***** Data records *****

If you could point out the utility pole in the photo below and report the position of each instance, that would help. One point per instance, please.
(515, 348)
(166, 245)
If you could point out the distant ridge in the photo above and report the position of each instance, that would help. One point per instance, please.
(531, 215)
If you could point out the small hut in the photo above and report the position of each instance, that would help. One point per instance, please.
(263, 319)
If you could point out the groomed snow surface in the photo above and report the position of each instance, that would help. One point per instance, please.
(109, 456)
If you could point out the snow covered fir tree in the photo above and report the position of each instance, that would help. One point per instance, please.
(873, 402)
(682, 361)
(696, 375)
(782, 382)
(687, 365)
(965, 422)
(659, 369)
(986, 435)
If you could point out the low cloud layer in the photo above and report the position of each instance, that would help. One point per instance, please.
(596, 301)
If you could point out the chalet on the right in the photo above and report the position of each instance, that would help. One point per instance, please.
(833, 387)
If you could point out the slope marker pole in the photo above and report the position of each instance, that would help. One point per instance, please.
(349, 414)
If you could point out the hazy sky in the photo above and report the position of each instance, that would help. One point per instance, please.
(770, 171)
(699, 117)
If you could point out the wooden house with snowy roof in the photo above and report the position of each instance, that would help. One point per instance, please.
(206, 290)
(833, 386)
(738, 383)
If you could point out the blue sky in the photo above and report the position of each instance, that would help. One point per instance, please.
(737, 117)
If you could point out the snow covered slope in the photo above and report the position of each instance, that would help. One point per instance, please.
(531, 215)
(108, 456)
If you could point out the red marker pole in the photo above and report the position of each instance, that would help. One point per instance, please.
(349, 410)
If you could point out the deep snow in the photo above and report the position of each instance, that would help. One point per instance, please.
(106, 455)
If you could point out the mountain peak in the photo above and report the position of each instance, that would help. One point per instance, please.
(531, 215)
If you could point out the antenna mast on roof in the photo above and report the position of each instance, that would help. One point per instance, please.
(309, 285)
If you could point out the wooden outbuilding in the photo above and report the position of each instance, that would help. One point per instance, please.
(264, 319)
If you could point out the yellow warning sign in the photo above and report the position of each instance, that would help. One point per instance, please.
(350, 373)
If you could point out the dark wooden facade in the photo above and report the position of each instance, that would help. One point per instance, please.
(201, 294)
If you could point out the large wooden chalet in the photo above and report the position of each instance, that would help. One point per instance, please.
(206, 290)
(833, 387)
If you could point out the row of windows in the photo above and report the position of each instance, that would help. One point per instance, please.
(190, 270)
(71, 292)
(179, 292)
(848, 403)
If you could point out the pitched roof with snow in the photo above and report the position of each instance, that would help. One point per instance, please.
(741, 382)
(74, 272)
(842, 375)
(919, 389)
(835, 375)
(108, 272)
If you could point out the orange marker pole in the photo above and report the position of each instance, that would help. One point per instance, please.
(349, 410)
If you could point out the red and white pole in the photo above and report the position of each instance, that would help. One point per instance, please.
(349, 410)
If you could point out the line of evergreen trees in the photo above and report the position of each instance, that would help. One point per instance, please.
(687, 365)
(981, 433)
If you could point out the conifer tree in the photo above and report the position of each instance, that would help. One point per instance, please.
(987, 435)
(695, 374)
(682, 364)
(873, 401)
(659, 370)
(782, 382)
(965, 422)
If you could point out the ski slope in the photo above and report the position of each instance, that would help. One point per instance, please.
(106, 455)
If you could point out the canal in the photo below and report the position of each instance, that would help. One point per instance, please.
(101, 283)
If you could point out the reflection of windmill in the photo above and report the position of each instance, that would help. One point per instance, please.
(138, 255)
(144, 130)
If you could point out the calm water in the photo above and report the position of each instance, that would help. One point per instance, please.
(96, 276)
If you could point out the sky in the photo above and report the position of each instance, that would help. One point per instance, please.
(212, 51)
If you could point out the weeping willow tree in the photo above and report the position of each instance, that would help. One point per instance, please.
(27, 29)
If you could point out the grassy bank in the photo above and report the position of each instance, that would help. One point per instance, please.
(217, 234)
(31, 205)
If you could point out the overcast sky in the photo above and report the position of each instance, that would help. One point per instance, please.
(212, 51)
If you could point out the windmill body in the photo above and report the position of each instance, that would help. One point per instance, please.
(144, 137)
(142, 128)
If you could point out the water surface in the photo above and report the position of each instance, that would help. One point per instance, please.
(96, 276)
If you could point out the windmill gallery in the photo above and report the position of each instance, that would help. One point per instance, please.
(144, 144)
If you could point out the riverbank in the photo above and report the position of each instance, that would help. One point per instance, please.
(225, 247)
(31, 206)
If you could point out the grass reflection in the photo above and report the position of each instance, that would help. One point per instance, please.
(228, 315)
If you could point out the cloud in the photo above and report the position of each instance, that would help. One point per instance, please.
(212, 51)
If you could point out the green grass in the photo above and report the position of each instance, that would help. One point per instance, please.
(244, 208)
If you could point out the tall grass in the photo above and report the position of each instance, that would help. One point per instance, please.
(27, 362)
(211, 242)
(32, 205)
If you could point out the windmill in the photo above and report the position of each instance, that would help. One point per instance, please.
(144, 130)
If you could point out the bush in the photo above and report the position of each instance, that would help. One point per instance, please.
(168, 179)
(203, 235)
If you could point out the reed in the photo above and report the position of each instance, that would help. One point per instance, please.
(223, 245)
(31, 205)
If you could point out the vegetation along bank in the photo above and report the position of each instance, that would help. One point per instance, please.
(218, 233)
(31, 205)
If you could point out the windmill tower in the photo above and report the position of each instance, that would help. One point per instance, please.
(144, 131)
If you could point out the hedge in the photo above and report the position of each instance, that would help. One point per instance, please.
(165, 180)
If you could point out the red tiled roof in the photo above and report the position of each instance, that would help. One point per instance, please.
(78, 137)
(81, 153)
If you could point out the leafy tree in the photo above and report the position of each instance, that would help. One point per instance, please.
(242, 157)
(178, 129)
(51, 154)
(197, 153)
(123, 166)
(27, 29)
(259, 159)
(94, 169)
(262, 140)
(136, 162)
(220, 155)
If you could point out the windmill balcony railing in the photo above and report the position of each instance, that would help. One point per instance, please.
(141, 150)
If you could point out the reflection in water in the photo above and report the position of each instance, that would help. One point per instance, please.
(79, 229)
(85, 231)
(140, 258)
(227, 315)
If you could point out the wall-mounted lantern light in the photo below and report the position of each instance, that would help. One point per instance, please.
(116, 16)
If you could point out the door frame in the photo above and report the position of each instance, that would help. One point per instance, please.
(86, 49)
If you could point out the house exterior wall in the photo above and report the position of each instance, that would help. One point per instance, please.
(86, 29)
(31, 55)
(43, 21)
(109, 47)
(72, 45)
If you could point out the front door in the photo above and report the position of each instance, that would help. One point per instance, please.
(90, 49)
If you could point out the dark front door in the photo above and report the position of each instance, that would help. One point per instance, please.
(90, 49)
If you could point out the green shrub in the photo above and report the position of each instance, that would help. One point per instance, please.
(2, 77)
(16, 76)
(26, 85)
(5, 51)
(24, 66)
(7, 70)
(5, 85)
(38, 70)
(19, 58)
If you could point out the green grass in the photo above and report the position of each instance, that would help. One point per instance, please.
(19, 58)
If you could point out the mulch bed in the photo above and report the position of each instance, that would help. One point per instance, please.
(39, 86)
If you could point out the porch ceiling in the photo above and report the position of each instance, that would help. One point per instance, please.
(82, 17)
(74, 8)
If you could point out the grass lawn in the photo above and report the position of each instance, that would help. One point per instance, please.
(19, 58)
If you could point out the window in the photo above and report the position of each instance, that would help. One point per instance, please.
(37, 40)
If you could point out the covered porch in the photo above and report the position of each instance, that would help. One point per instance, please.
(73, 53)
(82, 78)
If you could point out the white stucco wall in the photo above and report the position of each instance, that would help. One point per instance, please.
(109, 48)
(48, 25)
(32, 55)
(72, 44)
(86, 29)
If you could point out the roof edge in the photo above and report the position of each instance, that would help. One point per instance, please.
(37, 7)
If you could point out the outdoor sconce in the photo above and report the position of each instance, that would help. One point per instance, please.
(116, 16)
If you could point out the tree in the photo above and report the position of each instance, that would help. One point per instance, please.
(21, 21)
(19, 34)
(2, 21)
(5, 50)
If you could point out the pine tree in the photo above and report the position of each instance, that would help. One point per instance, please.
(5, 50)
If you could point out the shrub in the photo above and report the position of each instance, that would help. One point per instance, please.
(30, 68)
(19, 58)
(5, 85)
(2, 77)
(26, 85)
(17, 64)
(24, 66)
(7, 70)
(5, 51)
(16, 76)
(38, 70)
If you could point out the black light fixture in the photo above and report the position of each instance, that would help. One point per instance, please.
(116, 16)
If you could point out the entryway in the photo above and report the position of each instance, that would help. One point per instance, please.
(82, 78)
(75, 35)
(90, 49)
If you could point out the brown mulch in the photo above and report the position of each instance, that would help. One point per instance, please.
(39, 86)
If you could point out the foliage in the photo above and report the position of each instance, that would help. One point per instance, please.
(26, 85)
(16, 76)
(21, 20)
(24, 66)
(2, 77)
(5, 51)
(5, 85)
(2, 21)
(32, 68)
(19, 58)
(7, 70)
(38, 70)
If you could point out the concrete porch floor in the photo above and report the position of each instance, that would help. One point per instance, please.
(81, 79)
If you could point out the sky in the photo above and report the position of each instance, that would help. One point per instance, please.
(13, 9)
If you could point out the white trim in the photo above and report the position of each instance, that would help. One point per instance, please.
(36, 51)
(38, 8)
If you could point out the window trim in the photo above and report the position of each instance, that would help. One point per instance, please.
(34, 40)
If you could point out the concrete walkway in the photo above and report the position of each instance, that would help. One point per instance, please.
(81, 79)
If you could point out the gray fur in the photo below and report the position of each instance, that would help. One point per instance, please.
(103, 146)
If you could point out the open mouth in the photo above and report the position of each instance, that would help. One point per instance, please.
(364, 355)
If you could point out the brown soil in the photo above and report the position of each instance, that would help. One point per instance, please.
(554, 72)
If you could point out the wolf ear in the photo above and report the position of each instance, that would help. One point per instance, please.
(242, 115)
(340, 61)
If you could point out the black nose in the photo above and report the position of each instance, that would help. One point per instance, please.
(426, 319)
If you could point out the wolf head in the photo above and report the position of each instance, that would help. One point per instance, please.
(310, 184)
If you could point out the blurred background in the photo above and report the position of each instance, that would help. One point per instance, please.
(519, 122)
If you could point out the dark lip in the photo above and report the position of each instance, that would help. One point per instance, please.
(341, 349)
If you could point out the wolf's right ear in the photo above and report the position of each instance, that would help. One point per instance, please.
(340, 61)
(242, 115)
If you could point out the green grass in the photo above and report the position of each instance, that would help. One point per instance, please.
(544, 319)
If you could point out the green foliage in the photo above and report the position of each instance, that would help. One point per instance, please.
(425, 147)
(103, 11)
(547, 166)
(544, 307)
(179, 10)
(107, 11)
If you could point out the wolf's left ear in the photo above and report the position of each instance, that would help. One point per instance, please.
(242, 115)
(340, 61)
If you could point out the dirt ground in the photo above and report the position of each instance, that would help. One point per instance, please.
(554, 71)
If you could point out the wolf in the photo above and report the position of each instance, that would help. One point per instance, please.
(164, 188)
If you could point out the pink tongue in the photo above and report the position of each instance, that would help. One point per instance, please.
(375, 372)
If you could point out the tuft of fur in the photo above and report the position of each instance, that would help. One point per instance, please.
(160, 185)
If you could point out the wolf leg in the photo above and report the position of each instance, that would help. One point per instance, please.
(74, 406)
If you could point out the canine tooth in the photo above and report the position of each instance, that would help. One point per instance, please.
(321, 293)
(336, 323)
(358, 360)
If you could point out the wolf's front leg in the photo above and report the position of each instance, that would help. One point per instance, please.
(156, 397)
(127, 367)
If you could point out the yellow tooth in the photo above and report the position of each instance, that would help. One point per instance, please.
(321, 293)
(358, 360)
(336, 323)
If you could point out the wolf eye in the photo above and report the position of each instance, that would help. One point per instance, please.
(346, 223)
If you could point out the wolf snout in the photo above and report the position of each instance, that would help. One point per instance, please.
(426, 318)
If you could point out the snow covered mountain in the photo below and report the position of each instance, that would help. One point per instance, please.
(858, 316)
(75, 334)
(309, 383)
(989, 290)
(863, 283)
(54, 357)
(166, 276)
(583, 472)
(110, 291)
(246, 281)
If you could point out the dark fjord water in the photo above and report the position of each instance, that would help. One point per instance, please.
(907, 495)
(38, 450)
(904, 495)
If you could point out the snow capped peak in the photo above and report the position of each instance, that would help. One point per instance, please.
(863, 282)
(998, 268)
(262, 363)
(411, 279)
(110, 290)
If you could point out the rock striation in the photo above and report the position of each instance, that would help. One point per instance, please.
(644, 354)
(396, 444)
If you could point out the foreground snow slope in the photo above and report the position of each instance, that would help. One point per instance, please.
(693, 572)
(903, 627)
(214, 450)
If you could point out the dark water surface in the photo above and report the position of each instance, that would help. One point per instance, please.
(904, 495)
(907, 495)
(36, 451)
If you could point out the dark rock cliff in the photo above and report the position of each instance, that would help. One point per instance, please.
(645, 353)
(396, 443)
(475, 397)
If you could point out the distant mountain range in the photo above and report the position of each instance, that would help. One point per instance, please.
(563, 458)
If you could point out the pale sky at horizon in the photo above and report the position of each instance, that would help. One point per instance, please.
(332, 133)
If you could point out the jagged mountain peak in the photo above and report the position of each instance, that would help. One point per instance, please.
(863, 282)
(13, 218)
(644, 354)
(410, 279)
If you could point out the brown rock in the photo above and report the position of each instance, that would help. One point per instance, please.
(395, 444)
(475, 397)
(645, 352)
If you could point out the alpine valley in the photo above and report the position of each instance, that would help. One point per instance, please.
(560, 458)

*****

[Task goal] Recast the lines from the one containing "If you could point out the alpine" through the end of the records, inclusive, as a numbered list, omitting any blank lines.

[Answer to the exercise]
1. If you could point out the alpine valley in the photo above and report the position of each instance, that would help. One point per instance, please.
2. (560, 458)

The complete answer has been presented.